▸ Dataset excerpts
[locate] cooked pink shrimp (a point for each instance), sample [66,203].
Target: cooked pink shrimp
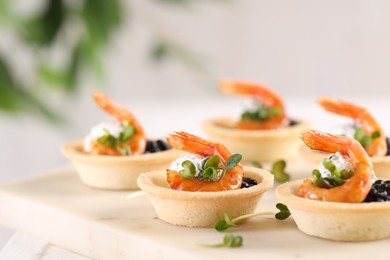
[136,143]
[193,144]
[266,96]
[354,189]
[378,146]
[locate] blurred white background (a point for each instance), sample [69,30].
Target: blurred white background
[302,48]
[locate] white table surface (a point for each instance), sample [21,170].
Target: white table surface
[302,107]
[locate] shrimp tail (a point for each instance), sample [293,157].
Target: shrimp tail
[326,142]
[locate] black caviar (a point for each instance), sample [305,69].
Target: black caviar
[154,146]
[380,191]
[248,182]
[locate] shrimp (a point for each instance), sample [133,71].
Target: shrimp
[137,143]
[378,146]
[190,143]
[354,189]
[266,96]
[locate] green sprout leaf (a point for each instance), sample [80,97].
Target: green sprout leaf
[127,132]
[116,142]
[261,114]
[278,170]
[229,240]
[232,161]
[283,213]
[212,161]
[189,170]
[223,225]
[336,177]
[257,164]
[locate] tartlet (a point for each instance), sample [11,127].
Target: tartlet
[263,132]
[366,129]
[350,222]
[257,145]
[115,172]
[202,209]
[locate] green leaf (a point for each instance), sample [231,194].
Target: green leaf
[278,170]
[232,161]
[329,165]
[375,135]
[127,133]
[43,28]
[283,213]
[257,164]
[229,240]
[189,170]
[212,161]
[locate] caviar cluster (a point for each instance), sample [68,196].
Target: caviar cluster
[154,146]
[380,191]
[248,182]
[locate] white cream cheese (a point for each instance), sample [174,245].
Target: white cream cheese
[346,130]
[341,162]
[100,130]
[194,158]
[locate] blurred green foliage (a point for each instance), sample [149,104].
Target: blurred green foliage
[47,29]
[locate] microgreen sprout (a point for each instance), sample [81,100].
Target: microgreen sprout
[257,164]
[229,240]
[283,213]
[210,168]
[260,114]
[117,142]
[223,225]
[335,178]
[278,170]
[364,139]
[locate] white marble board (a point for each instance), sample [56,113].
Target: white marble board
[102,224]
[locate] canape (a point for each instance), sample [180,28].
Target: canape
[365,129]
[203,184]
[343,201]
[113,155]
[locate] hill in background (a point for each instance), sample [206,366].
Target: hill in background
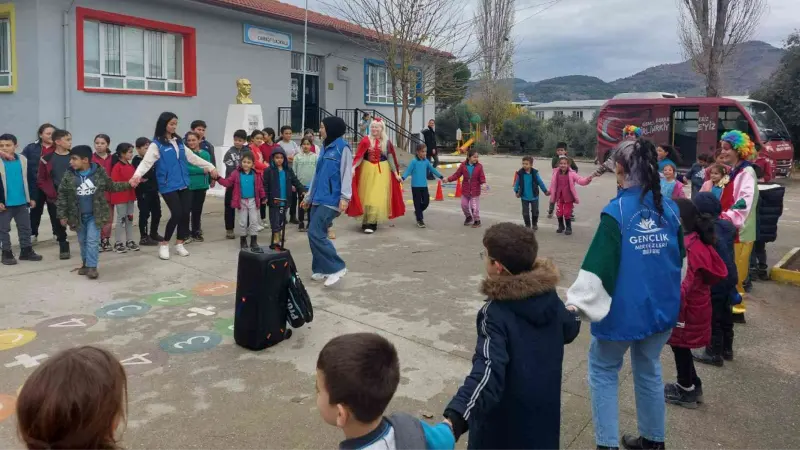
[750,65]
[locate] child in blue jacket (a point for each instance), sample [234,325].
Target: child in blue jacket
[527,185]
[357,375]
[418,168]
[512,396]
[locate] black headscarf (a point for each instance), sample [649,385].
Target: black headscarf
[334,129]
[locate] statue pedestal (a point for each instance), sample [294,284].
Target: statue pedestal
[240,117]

▸ Task description
Return only the part of the records above that opens with the line containing "Target: tartlet" and closes with the line containing "[locate] microgreen sprout", ends included.

▸ Exercise result
Target: tartlet
[263,132]
[366,129]
[350,222]
[257,145]
[115,172]
[202,209]
[locate] green leaf (a point for each instance), sample [231,194].
Target: green leaf
[278,170]
[232,161]
[329,165]
[375,135]
[127,133]
[43,28]
[283,213]
[257,164]
[229,240]
[189,170]
[212,161]
[locate] caviar cluster (a point for each instance), sample [68,196].
Target: caviar cluster
[154,146]
[380,191]
[248,182]
[locate] white cream cheese (a point for each instance), sample [174,245].
Target: white cream cheese
[346,130]
[341,162]
[100,130]
[194,158]
[locate] blurred green foliage (a point for each instance), sample [149,104].
Target: blurred green foliage
[47,29]
[locate] microgreen sprout (a point for each instance), sample [81,100].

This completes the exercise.